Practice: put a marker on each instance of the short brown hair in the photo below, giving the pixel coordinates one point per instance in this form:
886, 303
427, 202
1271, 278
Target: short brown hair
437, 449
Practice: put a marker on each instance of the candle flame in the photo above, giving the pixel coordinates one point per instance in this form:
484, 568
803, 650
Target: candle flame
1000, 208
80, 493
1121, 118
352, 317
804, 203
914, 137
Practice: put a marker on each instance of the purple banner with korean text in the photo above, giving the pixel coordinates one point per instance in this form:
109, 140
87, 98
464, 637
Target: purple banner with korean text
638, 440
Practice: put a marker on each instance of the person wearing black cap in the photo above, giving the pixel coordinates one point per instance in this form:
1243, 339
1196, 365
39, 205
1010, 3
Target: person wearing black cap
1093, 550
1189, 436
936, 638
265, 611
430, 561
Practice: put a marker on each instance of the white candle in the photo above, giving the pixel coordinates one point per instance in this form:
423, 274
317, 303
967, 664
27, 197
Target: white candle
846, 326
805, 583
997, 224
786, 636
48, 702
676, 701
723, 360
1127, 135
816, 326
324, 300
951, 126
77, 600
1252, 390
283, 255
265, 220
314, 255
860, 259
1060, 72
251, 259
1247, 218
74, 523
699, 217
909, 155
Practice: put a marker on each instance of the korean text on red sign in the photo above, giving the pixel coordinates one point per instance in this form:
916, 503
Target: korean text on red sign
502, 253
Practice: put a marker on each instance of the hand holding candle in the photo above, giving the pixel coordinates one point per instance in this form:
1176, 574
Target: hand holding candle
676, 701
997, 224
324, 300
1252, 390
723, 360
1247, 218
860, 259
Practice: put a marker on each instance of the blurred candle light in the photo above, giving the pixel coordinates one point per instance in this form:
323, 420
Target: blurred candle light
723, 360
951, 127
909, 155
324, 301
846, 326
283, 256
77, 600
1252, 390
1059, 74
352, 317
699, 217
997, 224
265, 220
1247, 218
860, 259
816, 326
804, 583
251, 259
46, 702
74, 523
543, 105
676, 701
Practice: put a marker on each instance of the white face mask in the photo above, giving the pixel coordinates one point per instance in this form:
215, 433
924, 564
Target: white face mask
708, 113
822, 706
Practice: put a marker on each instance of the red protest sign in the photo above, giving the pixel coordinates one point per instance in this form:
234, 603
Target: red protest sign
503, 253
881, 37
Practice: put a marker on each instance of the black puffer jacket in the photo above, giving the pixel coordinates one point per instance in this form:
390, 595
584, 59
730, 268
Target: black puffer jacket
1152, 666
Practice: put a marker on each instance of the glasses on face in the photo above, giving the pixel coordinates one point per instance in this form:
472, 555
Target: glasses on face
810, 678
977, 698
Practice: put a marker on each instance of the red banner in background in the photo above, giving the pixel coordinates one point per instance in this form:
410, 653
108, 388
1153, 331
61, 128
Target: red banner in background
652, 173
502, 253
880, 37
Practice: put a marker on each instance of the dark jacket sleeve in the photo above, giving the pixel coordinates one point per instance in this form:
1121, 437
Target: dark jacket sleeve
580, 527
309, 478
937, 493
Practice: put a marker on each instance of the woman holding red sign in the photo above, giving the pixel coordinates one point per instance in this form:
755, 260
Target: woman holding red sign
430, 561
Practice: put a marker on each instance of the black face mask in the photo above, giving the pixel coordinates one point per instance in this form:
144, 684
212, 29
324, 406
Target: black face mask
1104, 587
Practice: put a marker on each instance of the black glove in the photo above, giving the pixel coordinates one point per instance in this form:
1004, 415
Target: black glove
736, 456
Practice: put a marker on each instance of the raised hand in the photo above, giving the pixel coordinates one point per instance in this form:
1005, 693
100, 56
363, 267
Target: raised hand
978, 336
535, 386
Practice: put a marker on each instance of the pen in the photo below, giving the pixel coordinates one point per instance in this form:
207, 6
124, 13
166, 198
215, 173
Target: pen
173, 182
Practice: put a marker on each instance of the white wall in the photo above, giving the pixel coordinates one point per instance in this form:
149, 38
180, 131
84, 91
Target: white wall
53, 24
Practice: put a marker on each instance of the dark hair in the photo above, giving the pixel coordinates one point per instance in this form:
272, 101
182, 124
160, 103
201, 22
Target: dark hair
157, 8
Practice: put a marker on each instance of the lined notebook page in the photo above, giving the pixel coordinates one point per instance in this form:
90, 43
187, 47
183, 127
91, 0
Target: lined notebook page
========================
--- YOUR INSTRUCTIONS ---
Please say how many lines above contain "lined", number only.

--- ANSWER TO THE EXERCISE ---
2